=== Passage provided ===

California Court of Appeals, Fourth District, Third Division
Nov 17, 2008
No. G039623 (Cal. Ct. App. Nov. 17, 2008)

Opinion


ROBERT PROCTOR, Cross-complainant and Respondent, v. NIKKEN, INC., Cross-defendant and Appellant. G039623 California Court of Appeal, Fourth District, Third Division November 17, 2008

NOT TO BE PUBLISHED IN OFFICIAL REPORTS

Appeal from an order of the Superior Court of Orange County, Ct. No. 07CC07753, Gregory H. Lewis, Judge.

Arnold & Porter, Ronald L. Johnston, Brian K. Condon and Charles C. Cavanagh, for Cross-defendant and Appellant.

Locke Lord Bissell & Liddell, William S. Davis, Mitchell J. Popham, Nina Huerta and Cory Baskin, for Cross-complainant and Respondent.

OPINION

BEDSWORTH, ACTING P. J.

Nikken, Inc., appeals from an order that denied its special motion to strike a cause of action for interference with prospective economic advantage in Robert Proctor’s cross-complaint. It argues the claim was based on conduct protected by the litigation privilege. We agree and reverse with directions to enter an order striking the cause of action.

FACTS

Nikken is a marketing company that sells wellness, nutrition, and fitness products through a network of exclusive distributors that have agreed not to market competing products. Proctor is a provider of training and personal motivation services, which are offered through training programs and written training materials.

The facts are drawn from the pleadings and evidence offered by the parties on the special motion to strike.

=== Excerpted records ===

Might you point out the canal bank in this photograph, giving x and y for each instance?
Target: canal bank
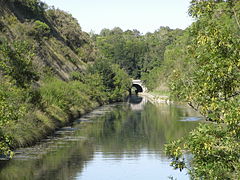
(123, 140)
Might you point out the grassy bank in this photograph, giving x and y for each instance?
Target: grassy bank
(30, 113)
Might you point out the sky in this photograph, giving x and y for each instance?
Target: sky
(143, 15)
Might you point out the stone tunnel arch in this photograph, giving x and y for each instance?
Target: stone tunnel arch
(138, 84)
(138, 88)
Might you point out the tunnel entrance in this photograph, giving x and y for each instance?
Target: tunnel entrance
(136, 88)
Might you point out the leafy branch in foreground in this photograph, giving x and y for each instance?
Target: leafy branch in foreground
(210, 83)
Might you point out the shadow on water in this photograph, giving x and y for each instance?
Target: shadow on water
(135, 129)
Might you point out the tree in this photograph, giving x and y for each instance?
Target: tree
(211, 86)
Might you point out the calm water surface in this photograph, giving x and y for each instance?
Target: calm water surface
(122, 141)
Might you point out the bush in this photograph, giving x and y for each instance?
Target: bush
(40, 30)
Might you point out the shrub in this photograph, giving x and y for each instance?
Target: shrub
(40, 30)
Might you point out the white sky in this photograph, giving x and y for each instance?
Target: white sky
(143, 15)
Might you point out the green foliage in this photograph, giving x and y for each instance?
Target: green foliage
(137, 54)
(36, 7)
(16, 62)
(40, 30)
(115, 80)
(208, 80)
(12, 108)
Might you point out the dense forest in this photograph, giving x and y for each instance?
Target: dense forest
(51, 71)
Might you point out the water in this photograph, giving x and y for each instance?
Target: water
(122, 141)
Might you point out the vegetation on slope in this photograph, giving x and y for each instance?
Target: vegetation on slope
(49, 73)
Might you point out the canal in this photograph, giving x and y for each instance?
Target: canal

===

From the court opinion, extract the text between "Nikken is a" and "motion to strike.", inclusive, word for word.

Nikken is a marketing company that sells wellness, nutrition, and fitness products through a network of exclusive distributors that have agreed not to market competing products. Proctor is a provider of training and personal motivation services, which are offered through training programs and written training materials.

The facts are drawn from the pleadings and evidence offered by the parties on the special motion to strike.